→ **WHAT YOU WILL DO**
Output only the lines below from the one containing "Target: paved sidewalk" to the one containing "column 530, row 466", exactly as written, both ends kept.

→ **PROVIDED INFORMATION**
====================
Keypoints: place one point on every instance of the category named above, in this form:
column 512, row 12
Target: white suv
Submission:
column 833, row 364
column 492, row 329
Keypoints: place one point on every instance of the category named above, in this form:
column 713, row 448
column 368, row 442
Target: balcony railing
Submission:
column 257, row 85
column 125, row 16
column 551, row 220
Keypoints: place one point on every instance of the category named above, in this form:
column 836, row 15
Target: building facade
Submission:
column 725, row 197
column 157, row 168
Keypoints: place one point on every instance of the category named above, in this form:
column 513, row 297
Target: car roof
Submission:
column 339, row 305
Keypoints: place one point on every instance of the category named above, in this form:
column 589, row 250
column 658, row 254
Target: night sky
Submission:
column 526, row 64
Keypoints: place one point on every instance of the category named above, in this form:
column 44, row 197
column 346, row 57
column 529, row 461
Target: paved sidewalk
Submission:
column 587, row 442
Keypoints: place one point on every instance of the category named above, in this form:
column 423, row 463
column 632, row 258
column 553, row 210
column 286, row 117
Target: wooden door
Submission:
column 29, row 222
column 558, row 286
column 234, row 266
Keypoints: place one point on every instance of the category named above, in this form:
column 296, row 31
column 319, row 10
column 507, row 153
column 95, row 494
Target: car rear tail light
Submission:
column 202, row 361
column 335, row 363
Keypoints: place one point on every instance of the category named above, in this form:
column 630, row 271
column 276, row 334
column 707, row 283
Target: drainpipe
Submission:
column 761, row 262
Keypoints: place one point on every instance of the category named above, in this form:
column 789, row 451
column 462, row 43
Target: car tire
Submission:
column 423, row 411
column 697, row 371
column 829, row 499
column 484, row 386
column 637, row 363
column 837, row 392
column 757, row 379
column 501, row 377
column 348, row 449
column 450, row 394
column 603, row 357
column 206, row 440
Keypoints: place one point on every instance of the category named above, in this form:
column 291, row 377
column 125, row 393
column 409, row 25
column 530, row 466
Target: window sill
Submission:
====================
→ **ANSWER FOR THIS EXERCISE**
Target: paved sidewalk
Submission:
column 587, row 442
Keypoints: place one point on every instance of the category named above, in this form:
column 423, row 463
column 632, row 258
column 553, row 210
column 286, row 117
Target: wooden door
Submission:
column 29, row 222
column 558, row 286
column 234, row 266
Keypoints: place one point on every instance of the category named above, in this form:
column 296, row 31
column 319, row 10
column 507, row 153
column 95, row 494
Target: car rear tail light
Submission:
column 202, row 361
column 335, row 363
Keypoints: place one point on every instance of the category named above, in this form:
column 630, row 271
column 276, row 334
column 707, row 283
Target: drainpipe
Submission:
column 761, row 262
Keypoints: place one point on every instance of the category named above, in this form:
column 789, row 451
column 462, row 43
Target: car tire
Submission:
column 423, row 411
column 697, row 371
column 829, row 499
column 484, row 386
column 637, row 363
column 837, row 392
column 757, row 379
column 501, row 377
column 348, row 449
column 450, row 394
column 603, row 357
column 206, row 440
Keypoints: place one point on every instance of the category named above, in this form:
column 291, row 377
column 125, row 393
column 409, row 25
column 530, row 466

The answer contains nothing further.